**WORK TO COMPLETE:**
Extend the article below on the steps of a machine learning project, carrying it on from its last sentence.

**READING PASSAGE:**
8 Steps of a Machine Learning Project
By Kristina Fan, CEO and Founder, and Roy Lowrance, Chief Scientist, 7 Chord
Previously we wrote about when to bother with machine learning. Once that bridge has been crossed, the question becomes: how much time and money should one budget for an experimental machine learning project? The real answer will drive your boss bananas, so let’s keep this between us.
Experiment. Fail. Learn. Repeat.
Building a machine learning system is a highly iterative and experimental process. While it does go through the well-known phases we describe below, what is found in one phase often informs decisions previously made in earlier phases, and that means revisiting and refining your earlier decisions.
Makes sense, right? Well, in many organizations with traditional linear software development mindset, the backward movement is interpreted as failure. Therefore, how you structure the program and build expectations within your organization will be critical. This cultural conflict maybe the biggest reason why some organizations are more successful at adopting AI than others.
When you consider the cost of building an ML system, there are at least four main budgetary considerations: a) outright cost of development; b) computing power; c) risk of execution or project extension; d) maintenance. The risk of project extension is very hard to estimate – and is the strongest argument for buying machine learning application instead of building it in-house.

**INFORMATION SUPPLIED:**

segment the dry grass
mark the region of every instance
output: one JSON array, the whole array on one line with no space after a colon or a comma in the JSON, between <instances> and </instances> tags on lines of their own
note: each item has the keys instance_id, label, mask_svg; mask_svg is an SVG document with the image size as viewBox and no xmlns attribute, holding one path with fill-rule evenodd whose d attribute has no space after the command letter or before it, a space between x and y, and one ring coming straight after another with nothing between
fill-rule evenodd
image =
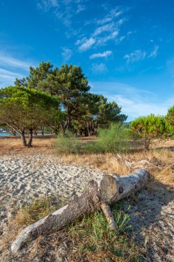
<instances>
[{"instance_id":1,"label":"dry grass","mask_svg":"<svg viewBox=\"0 0 174 262\"><path fill-rule=\"evenodd\" d=\"M95 140L96 138L80 139L83 143ZM46 154L56 154L54 150L55 139L44 139L35 137L33 140L33 147L23 148L20 139L0 139L0 155L8 154L32 154L43 152ZM153 149L147 153L142 151L122 154L119 157L114 154L58 154L61 160L69 163L95 166L109 173L127 174L133 170L125 163L125 161L131 163L138 163L141 160L150 161L151 166L145 166L152 174L153 177L159 182L165 184L174 185L174 141L165 142L154 141ZM160 148L160 149L157 149ZM168 150L169 149L169 150Z\"/></svg>"},{"instance_id":2,"label":"dry grass","mask_svg":"<svg viewBox=\"0 0 174 262\"><path fill-rule=\"evenodd\" d=\"M19 139L1 139L0 154L21 152L32 154L37 152L52 154L53 142L54 139L37 138L34 139L33 148L23 148ZM67 163L87 165L91 166L91 168L92 166L96 166L109 173L118 174L128 174L133 170L133 166L129 167L127 161L133 163L135 166L142 160L145 160L146 163L149 163L149 165L146 164L144 167L149 170L152 177L148 188L153 190L155 185L166 185L170 189L174 186L174 152L168 150L168 148L171 149L173 144L173 141L165 142L163 145L158 144L157 141L155 141L154 148L163 148L163 149L151 150L148 153L139 152L121 156L113 154L93 154L59 155L59 157L62 161ZM35 201L32 205L19 210L15 218L10 221L8 232L2 243L6 245L6 250L23 227L40 219L54 211L56 205L52 201L45 199ZM124 216L122 210L120 212ZM67 248L65 250L69 252L69 257L74 261L106 262L110 258L114 261L141 261L140 256L142 251L144 250L141 250L140 247L135 245L125 230L123 230L123 234L117 236L110 235L107 230L107 224L105 223L101 213L86 216L84 219L83 222L77 221L68 229L47 238L39 238L31 245L30 250L25 251L25 256L23 254L23 257L19 256L17 259L18 261L25 261L28 259L27 261L32 261L36 256L40 261L54 261L54 259L60 261L58 254L62 252L61 246L65 245ZM100 234L100 230L97 232L94 230L98 227L100 228L100 231L103 230L102 236ZM105 241L105 245L107 245L107 248L102 246L103 241ZM8 251L3 252L4 261L7 254ZM9 261L13 261L12 259Z\"/></svg>"},{"instance_id":3,"label":"dry grass","mask_svg":"<svg viewBox=\"0 0 174 262\"><path fill-rule=\"evenodd\" d=\"M33 139L33 146L32 148L24 148L21 139L19 138L0 138L0 155L8 154L32 154L34 152L51 153L52 150L52 141L54 138L44 136L35 137Z\"/></svg>"}]
</instances>

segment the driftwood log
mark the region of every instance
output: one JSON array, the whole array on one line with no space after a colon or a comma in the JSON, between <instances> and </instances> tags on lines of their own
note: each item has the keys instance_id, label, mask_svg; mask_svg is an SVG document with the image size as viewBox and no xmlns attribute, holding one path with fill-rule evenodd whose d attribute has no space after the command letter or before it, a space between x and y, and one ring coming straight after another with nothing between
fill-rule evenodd
<instances>
[{"instance_id":1,"label":"driftwood log","mask_svg":"<svg viewBox=\"0 0 174 262\"><path fill-rule=\"evenodd\" d=\"M68 205L23 230L13 242L12 252L16 253L27 241L58 231L85 214L100 209L110 229L114 230L116 225L109 205L144 187L149 174L146 170L140 169L127 176L105 175L101 179L89 181L80 196L75 196Z\"/></svg>"}]
</instances>

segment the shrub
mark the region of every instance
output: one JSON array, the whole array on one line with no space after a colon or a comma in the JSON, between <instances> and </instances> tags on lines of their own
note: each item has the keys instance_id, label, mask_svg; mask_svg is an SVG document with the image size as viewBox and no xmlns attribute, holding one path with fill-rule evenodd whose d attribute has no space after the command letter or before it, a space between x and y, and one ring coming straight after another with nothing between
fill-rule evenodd
<instances>
[{"instance_id":1,"label":"shrub","mask_svg":"<svg viewBox=\"0 0 174 262\"><path fill-rule=\"evenodd\" d=\"M127 152L130 132L121 123L111 123L109 128L99 129L96 143L88 143L85 150L95 153L116 153Z\"/></svg>"},{"instance_id":2,"label":"shrub","mask_svg":"<svg viewBox=\"0 0 174 262\"><path fill-rule=\"evenodd\" d=\"M174 127L174 105L173 105L168 110L167 121Z\"/></svg>"},{"instance_id":3,"label":"shrub","mask_svg":"<svg viewBox=\"0 0 174 262\"><path fill-rule=\"evenodd\" d=\"M135 137L143 139L146 151L149 150L152 139L168 137L173 132L172 127L165 117L154 114L137 118L131 122L131 129Z\"/></svg>"},{"instance_id":4,"label":"shrub","mask_svg":"<svg viewBox=\"0 0 174 262\"><path fill-rule=\"evenodd\" d=\"M80 142L75 135L68 132L66 134L60 133L54 143L56 151L61 154L79 154L81 152Z\"/></svg>"}]
</instances>

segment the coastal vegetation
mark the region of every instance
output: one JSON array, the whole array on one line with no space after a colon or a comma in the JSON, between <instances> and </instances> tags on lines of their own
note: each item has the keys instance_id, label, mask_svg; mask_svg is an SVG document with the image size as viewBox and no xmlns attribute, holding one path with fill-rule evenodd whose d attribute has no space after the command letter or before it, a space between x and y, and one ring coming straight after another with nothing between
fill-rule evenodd
<instances>
[{"instance_id":1,"label":"coastal vegetation","mask_svg":"<svg viewBox=\"0 0 174 262\"><path fill-rule=\"evenodd\" d=\"M164 149L167 142L169 145L166 147L171 150L173 148L169 142L173 139L174 108L168 109L166 116L151 114L138 117L129 123L125 123L127 117L122 114L121 107L116 102L109 102L102 95L89 91L87 79L80 67L65 64L61 68L54 68L50 63L44 62L35 68L31 67L29 76L17 79L13 86L0 90L0 125L3 128L10 128L14 135L15 132L20 134L23 141L20 145L20 139L14 136L8 141L1 139L1 157L12 152L19 152L28 161L32 155L29 162L34 162L32 163L34 169L36 165L43 168L48 156L48 170L55 157L67 165L75 163L90 168L92 166L101 172L119 175L129 174L136 168L146 168L151 173L151 180L143 191L144 199L149 199L155 185L160 190L157 197L162 205L161 190L166 194L168 192L171 198L170 190L174 181L173 154ZM43 136L44 130L50 130L50 135ZM40 132L41 136L36 135ZM57 166L54 168L52 175L54 174L56 179ZM67 170L67 167L65 168ZM76 171L73 175L76 176ZM50 183L52 179L47 177L46 183ZM34 179L34 188L37 186L36 177ZM69 177L65 179L69 181ZM55 188L52 188L54 191ZM153 194L151 196L151 201ZM61 196L46 193L17 210L10 220L5 245L9 245L9 239L11 244L23 228L69 201L69 199L61 201ZM155 201L157 196L154 197ZM138 199L134 198L133 206L136 206ZM166 199L165 195L164 205ZM61 244L65 245L68 259L77 261L144 261L153 257L149 251L153 248L150 241L143 239L141 244L135 241L132 234L135 227L131 229L131 216L136 214L136 210L134 212L133 208L129 212L129 201L125 199L111 206L116 225L115 231L109 230L102 212L96 211L70 223L60 232L39 238L34 244L35 249L31 252L30 259L26 251L25 256L19 259L26 261L27 257L28 261L33 261L39 255L41 261L56 261ZM148 210L151 208L150 202L143 202L144 205L149 205ZM142 212L141 208L138 212ZM144 216L146 212L144 210ZM141 225L144 226L143 223ZM148 237L151 237L149 234ZM65 253L64 257L67 256Z\"/></svg>"},{"instance_id":2,"label":"coastal vegetation","mask_svg":"<svg viewBox=\"0 0 174 262\"><path fill-rule=\"evenodd\" d=\"M33 134L47 129L58 136L61 153L106 153L130 150L130 140L141 140L145 150L152 139L169 137L173 132L173 107L167 116L139 117L131 125L116 102L90 93L80 66L50 62L30 67L28 77L0 90L0 124L21 134L24 146L32 146ZM130 126L129 126L130 125ZM27 143L25 135L29 136ZM82 145L79 137L97 136Z\"/></svg>"}]
</instances>

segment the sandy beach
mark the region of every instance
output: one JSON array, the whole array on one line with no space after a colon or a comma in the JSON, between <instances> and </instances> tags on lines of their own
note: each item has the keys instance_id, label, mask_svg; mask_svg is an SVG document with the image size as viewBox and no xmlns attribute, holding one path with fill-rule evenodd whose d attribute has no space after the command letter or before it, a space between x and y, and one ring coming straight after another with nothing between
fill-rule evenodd
<instances>
[{"instance_id":1,"label":"sandy beach","mask_svg":"<svg viewBox=\"0 0 174 262\"><path fill-rule=\"evenodd\" d=\"M58 157L42 153L1 157L1 228L14 208L30 203L34 197L54 194L70 199L79 194L89 180L103 174L96 168L63 163Z\"/></svg>"}]
</instances>

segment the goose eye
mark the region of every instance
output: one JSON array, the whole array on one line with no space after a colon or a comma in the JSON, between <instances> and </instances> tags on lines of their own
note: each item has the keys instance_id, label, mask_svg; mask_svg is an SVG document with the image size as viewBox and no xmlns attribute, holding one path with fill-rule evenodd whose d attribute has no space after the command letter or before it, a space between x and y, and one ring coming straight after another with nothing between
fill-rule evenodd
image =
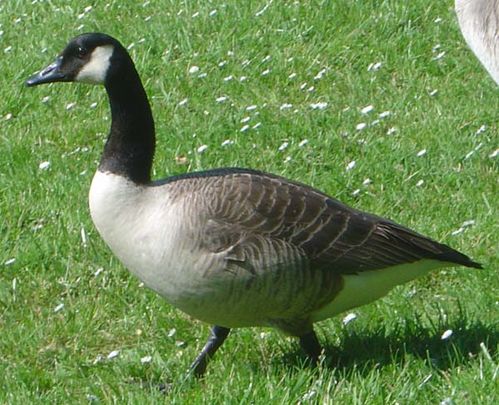
<instances>
[{"instance_id":1,"label":"goose eye","mask_svg":"<svg viewBox=\"0 0 499 405\"><path fill-rule=\"evenodd\" d=\"M87 50L82 46L79 46L78 49L76 50L76 54L78 55L79 58L83 58L87 54Z\"/></svg>"}]
</instances>

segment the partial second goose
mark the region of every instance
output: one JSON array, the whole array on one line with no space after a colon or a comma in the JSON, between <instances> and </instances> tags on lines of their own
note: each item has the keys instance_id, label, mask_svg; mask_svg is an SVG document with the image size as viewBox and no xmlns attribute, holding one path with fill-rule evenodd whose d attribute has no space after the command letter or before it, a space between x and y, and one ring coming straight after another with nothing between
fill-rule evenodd
<instances>
[{"instance_id":1,"label":"partial second goose","mask_svg":"<svg viewBox=\"0 0 499 405\"><path fill-rule=\"evenodd\" d=\"M71 40L31 77L104 85L111 130L90 189L104 241L149 288L214 325L196 375L230 328L271 326L316 360L313 323L372 302L441 267L481 266L388 219L307 185L223 168L151 180L154 121L135 66L114 38Z\"/></svg>"},{"instance_id":2,"label":"partial second goose","mask_svg":"<svg viewBox=\"0 0 499 405\"><path fill-rule=\"evenodd\" d=\"M456 0L455 8L466 42L499 84L499 0Z\"/></svg>"}]
</instances>

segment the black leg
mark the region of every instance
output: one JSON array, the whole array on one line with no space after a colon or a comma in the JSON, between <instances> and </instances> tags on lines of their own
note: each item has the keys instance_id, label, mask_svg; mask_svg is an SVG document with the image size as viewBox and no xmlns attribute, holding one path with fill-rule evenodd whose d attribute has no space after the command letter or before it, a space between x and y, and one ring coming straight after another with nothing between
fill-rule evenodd
<instances>
[{"instance_id":1,"label":"black leg","mask_svg":"<svg viewBox=\"0 0 499 405\"><path fill-rule=\"evenodd\" d=\"M300 336L300 346L312 362L317 363L319 361L319 356L322 353L322 347L313 330L303 336Z\"/></svg>"},{"instance_id":2,"label":"black leg","mask_svg":"<svg viewBox=\"0 0 499 405\"><path fill-rule=\"evenodd\" d=\"M191 371L194 373L196 377L202 377L204 372L206 371L206 366L208 362L213 357L215 352L218 350L222 343L227 338L230 332L229 328L224 328L223 326L213 326L211 328L211 334L208 338L208 341L199 353L199 356L194 360L194 363L191 365Z\"/></svg>"}]
</instances>

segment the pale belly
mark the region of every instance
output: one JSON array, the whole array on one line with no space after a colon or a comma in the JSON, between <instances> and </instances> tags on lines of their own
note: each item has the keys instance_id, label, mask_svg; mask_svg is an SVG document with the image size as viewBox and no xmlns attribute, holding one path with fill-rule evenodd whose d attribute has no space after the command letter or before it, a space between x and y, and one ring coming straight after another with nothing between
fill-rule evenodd
<instances>
[{"instance_id":1,"label":"pale belly","mask_svg":"<svg viewBox=\"0 0 499 405\"><path fill-rule=\"evenodd\" d=\"M225 252L202 249L202 235L193 234L199 224L195 215L186 213L186 201L170 201L168 190L162 188L142 188L120 176L97 172L89 197L92 219L112 252L147 287L210 324L243 327L282 319L320 321L372 302L396 285L444 265L421 261L344 276L342 289L317 309L311 302L317 300L319 279L300 285L303 277L293 271L281 269L277 275L271 269L258 274L243 267L229 269ZM160 198L154 193L161 193Z\"/></svg>"}]
</instances>

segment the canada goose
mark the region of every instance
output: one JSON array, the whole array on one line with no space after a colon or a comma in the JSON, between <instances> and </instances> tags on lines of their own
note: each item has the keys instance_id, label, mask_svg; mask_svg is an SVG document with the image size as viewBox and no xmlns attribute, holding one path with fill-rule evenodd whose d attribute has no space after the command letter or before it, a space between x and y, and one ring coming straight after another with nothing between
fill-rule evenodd
<instances>
[{"instance_id":1,"label":"canada goose","mask_svg":"<svg viewBox=\"0 0 499 405\"><path fill-rule=\"evenodd\" d=\"M90 188L104 241L145 285L215 325L191 370L202 375L230 328L272 326L317 360L314 322L367 304L467 256L304 184L223 168L151 180L149 102L125 48L99 33L69 42L27 85L103 84L112 123Z\"/></svg>"},{"instance_id":2,"label":"canada goose","mask_svg":"<svg viewBox=\"0 0 499 405\"><path fill-rule=\"evenodd\" d=\"M456 0L455 7L464 39L499 84L499 0Z\"/></svg>"}]
</instances>

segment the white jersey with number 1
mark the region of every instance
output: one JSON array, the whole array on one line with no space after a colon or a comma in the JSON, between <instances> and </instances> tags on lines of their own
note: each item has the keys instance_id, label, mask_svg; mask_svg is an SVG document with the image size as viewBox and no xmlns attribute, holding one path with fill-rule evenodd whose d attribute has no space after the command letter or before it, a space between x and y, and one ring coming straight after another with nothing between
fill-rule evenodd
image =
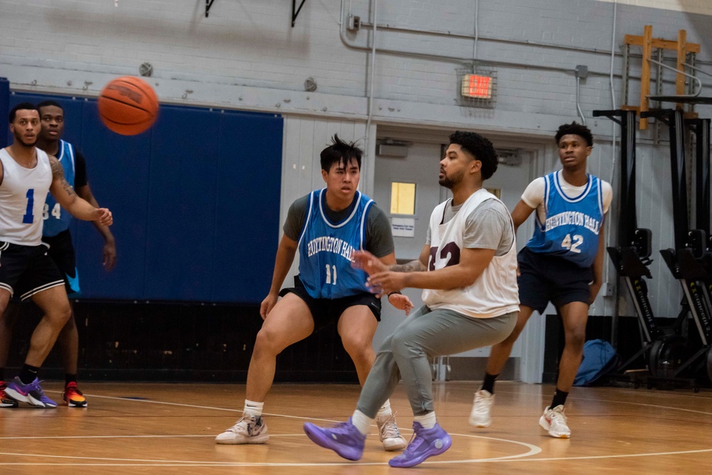
<instances>
[{"instance_id":1,"label":"white jersey with number 1","mask_svg":"<svg viewBox=\"0 0 712 475\"><path fill-rule=\"evenodd\" d=\"M39 246L42 241L42 212L52 184L49 157L37 151L37 165L23 167L0 150L0 241L21 246Z\"/></svg>"}]
</instances>

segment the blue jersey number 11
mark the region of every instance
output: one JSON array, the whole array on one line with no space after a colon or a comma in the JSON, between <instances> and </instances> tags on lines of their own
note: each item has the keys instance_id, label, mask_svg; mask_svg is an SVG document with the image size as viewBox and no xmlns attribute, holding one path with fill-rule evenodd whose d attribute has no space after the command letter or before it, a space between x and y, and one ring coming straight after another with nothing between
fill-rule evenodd
<instances>
[{"instance_id":1,"label":"blue jersey number 11","mask_svg":"<svg viewBox=\"0 0 712 475\"><path fill-rule=\"evenodd\" d=\"M35 205L35 189L30 188L27 190L27 209L24 216L22 216L22 222L25 224L31 224L34 221L34 215L32 214L32 208Z\"/></svg>"}]
</instances>

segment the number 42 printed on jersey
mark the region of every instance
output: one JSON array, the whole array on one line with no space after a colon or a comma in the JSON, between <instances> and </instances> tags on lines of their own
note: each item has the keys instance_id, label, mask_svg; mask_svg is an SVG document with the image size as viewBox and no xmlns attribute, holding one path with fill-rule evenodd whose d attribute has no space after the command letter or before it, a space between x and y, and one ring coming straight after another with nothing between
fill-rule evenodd
<instances>
[{"instance_id":1,"label":"number 42 printed on jersey","mask_svg":"<svg viewBox=\"0 0 712 475\"><path fill-rule=\"evenodd\" d=\"M571 234L567 234L564 240L561 241L561 246L566 248L569 251L575 253L580 253L579 246L584 244L584 236L581 234L574 234L574 240L571 240Z\"/></svg>"}]
</instances>

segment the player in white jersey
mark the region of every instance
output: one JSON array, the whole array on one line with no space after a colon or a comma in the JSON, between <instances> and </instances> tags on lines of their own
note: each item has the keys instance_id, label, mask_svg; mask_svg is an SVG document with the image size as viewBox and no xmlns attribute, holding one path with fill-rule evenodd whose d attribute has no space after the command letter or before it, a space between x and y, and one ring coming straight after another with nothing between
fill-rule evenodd
<instances>
[{"instance_id":1,"label":"player in white jersey","mask_svg":"<svg viewBox=\"0 0 712 475\"><path fill-rule=\"evenodd\" d=\"M71 313L64 281L41 243L48 192L76 218L109 226L111 212L78 197L64 179L62 165L36 147L39 111L22 103L10 111L13 142L0 150L0 313L14 293L31 298L44 315L32 333L19 376L0 388L0 404L29 402L56 407L39 385L37 372Z\"/></svg>"},{"instance_id":2,"label":"player in white jersey","mask_svg":"<svg viewBox=\"0 0 712 475\"><path fill-rule=\"evenodd\" d=\"M433 212L420 259L388 266L366 251L354 253L374 291L425 290L425 306L381 345L349 421L331 428L304 424L312 442L349 460L363 455L368 427L401 378L415 434L388 464L413 466L450 448L452 439L435 417L430 358L497 343L517 321L514 225L502 202L483 189L497 169L497 154L489 140L473 132L456 132L450 140L439 182L452 190L453 199Z\"/></svg>"},{"instance_id":3,"label":"player in white jersey","mask_svg":"<svg viewBox=\"0 0 712 475\"><path fill-rule=\"evenodd\" d=\"M586 172L593 147L588 127L564 124L554 140L562 169L532 182L512 212L515 227L537 212L534 236L518 256L520 311L512 334L492 348L470 423L490 426L495 380L529 318L535 310L542 313L551 301L563 321L565 344L556 390L539 424L552 437L566 439L571 430L564 404L581 364L589 306L602 283L604 216L613 192L609 184Z\"/></svg>"},{"instance_id":4,"label":"player in white jersey","mask_svg":"<svg viewBox=\"0 0 712 475\"><path fill-rule=\"evenodd\" d=\"M69 142L62 140L64 132L64 110L54 100L45 100L37 105L42 128L38 135L37 147L54 155L62 165L64 177L77 194L98 208L87 179L86 161L83 155ZM44 224L42 242L48 248L48 255L64 277L67 293L72 298L80 293L79 276L72 236L69 231L71 215L60 207L51 194L47 195L44 205ZM93 221L104 239L103 264L110 271L116 260L116 245L108 226ZM17 321L20 306L11 301L7 310L0 318L0 387L4 385L5 365L7 362L12 330ZM77 367L79 357L79 335L73 312L57 337L57 346L65 369L64 391L62 399L70 407L86 407L87 401L77 387Z\"/></svg>"}]
</instances>

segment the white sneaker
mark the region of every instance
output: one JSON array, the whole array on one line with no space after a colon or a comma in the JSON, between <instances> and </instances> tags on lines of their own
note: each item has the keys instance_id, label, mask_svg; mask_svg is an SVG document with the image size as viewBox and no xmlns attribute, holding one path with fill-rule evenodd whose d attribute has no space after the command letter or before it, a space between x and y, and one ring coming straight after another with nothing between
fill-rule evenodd
<instances>
[{"instance_id":1,"label":"white sneaker","mask_svg":"<svg viewBox=\"0 0 712 475\"><path fill-rule=\"evenodd\" d=\"M470 424L475 427L489 427L492 424L490 412L495 404L495 395L489 391L480 390L475 393L473 410L470 413Z\"/></svg>"},{"instance_id":2,"label":"white sneaker","mask_svg":"<svg viewBox=\"0 0 712 475\"><path fill-rule=\"evenodd\" d=\"M378 425L378 439L383 444L383 449L388 451L394 450L403 450L408 445L408 442L402 435L401 431L398 429L396 424L396 413L388 416L381 416L376 418L376 423Z\"/></svg>"},{"instance_id":3,"label":"white sneaker","mask_svg":"<svg viewBox=\"0 0 712 475\"><path fill-rule=\"evenodd\" d=\"M554 409L547 407L544 409L544 415L539 419L539 425L549 435L557 439L568 439L571 437L571 430L566 424L566 414L564 414L564 406L559 404Z\"/></svg>"},{"instance_id":4,"label":"white sneaker","mask_svg":"<svg viewBox=\"0 0 712 475\"><path fill-rule=\"evenodd\" d=\"M235 424L215 437L217 444L266 444L269 440L267 424L262 416L243 412Z\"/></svg>"}]
</instances>

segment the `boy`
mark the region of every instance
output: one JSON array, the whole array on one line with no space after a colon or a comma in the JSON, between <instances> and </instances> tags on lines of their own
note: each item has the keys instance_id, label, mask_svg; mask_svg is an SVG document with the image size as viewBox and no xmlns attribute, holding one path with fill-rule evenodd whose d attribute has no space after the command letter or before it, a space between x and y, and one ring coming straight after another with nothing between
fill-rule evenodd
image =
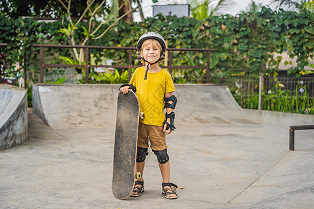
<instances>
[{"instance_id":1,"label":"boy","mask_svg":"<svg viewBox=\"0 0 314 209\"><path fill-rule=\"evenodd\" d=\"M150 32L142 35L137 42L137 53L145 66L137 68L130 84L120 87L124 93L127 93L129 88L136 92L141 112L135 171L140 172L142 177L135 182L131 196L138 196L144 192L142 176L149 139L163 177L162 192L167 199L177 198L178 187L170 183L170 166L165 141L165 134L175 129L173 109L177 100L172 95L175 88L170 74L159 66L159 61L165 58L165 42L158 33ZM164 108L167 111L165 120Z\"/></svg>"}]
</instances>

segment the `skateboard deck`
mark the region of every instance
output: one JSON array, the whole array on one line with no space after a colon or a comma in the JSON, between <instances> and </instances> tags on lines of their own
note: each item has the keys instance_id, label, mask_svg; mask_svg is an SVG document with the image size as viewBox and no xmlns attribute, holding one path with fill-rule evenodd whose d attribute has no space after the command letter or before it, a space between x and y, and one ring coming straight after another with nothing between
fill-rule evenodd
<instances>
[{"instance_id":1,"label":"skateboard deck","mask_svg":"<svg viewBox=\"0 0 314 209\"><path fill-rule=\"evenodd\" d=\"M119 92L112 187L112 194L119 199L127 199L135 184L139 114L140 106L136 95L131 91L127 94Z\"/></svg>"}]
</instances>

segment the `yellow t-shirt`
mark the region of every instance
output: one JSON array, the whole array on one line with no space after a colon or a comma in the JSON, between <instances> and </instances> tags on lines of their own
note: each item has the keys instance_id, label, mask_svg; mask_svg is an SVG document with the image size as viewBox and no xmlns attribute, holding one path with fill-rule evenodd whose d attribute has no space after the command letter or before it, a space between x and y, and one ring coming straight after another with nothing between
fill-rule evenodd
<instances>
[{"instance_id":1,"label":"yellow t-shirt","mask_svg":"<svg viewBox=\"0 0 314 209\"><path fill-rule=\"evenodd\" d=\"M166 93L176 91L170 74L162 69L158 72L147 72L143 67L135 70L130 84L136 88L136 95L140 102L140 111L144 112L144 119L140 122L144 124L162 126L165 121L163 98Z\"/></svg>"}]
</instances>

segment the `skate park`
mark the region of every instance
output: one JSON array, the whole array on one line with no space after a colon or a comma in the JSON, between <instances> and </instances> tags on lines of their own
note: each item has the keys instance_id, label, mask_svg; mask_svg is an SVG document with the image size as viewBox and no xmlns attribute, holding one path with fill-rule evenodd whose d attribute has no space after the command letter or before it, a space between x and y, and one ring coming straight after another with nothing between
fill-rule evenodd
<instances>
[{"instance_id":1,"label":"skate park","mask_svg":"<svg viewBox=\"0 0 314 209\"><path fill-rule=\"evenodd\" d=\"M171 181L182 187L179 198L162 195L149 150L145 192L116 199L111 182L119 86L33 86L27 139L0 151L1 208L314 206L314 130L297 130L295 150L289 150L289 127L313 125L314 116L243 109L226 86L211 84L175 86L177 129L167 143ZM11 101L3 98L0 107Z\"/></svg>"}]
</instances>

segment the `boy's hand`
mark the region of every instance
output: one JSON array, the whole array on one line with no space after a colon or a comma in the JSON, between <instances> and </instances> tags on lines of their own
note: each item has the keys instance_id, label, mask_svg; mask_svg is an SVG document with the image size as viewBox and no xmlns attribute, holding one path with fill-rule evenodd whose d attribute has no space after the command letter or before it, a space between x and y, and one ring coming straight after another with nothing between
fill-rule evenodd
<instances>
[{"instance_id":1,"label":"boy's hand","mask_svg":"<svg viewBox=\"0 0 314 209\"><path fill-rule=\"evenodd\" d=\"M120 88L120 91L121 91L123 93L127 94L128 92L128 88L130 88L129 86L124 86L124 87L121 88Z\"/></svg>"},{"instance_id":2,"label":"boy's hand","mask_svg":"<svg viewBox=\"0 0 314 209\"><path fill-rule=\"evenodd\" d=\"M170 123L170 120L167 119L167 122ZM169 127L169 129L167 130L167 124L165 124L165 125L163 126L163 132L165 132L165 134L171 134L171 132L172 132L172 130L171 129L171 127Z\"/></svg>"}]
</instances>

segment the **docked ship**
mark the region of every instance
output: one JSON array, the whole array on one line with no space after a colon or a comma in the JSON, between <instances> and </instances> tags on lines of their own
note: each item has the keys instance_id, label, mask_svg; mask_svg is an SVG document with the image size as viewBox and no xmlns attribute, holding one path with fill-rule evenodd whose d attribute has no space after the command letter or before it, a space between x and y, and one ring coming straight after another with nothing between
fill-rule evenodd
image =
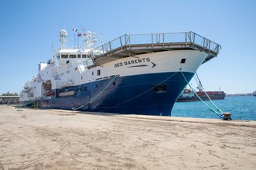
<instances>
[{"instance_id":1,"label":"docked ship","mask_svg":"<svg viewBox=\"0 0 256 170\"><path fill-rule=\"evenodd\" d=\"M82 48L67 48L60 31L59 49L22 89L22 105L169 116L187 81L221 48L193 32L124 34L96 48L95 33L81 35Z\"/></svg>"},{"instance_id":2,"label":"docked ship","mask_svg":"<svg viewBox=\"0 0 256 170\"><path fill-rule=\"evenodd\" d=\"M197 101L200 101L199 97L203 101L222 100L226 97L224 91L198 91L195 93L190 89L184 89L177 102Z\"/></svg>"}]
</instances>

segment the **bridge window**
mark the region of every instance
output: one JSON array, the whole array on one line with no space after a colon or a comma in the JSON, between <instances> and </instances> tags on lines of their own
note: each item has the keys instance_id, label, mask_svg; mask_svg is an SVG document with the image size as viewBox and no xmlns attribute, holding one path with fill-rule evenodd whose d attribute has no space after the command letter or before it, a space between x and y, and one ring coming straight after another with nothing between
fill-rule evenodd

**RESPONSE TO THIS EXERCISE:**
Method to the Madness.
If you do decide to “try machine learning at home”, here’s the actual roadmap we followed at 7 Chord along with the effort it took us to build the commercial version of BondDroidTM 2.0 which we have ultimately soft-launched in July 2018.
Overall Project Timeline: Jan 2016 – June 2018
- BondDroid Beta: Jan 2016 – June 2017. Fully functional batch system.
- BondDroid 1.0: Jun 2017 – Jan 2018. Fully functional real-time system, limited scope and delivery methods, basic cyber-security.
- BondDroid 2.0: Jan 2018 – July 2018. Enterprise-ready cloud-based app.
- BondDroid 3.0: Summer 2019. Stay tuned!
Through each of the 3 phases, we have followed the following steps, although the last 3 were refinements rather than brand new decisions:
Pick the target: Determine the decisions that the modeling exercise will inform and ensure that those decisions can be implemented and will be economically viable. This is when the problem statement is agreed upon, and the accuracy objectives are set.
Pick the yardstick for success: The final product should be fit for purpose. Picking the accuracy measure that is achievable yet sufficient to add economic value is very important.
Define Data Acquisition Strategy: Identify critical data sets and analyze the ecosystem of your data providers. Can this data be sourced elsewhere? What is your competitive relationship with the key data providers? Can the dataset be replaced later and if it is unique, what are the terms of your agreement with the data provider? Does your organization have unique sources of data because of your informational advantage?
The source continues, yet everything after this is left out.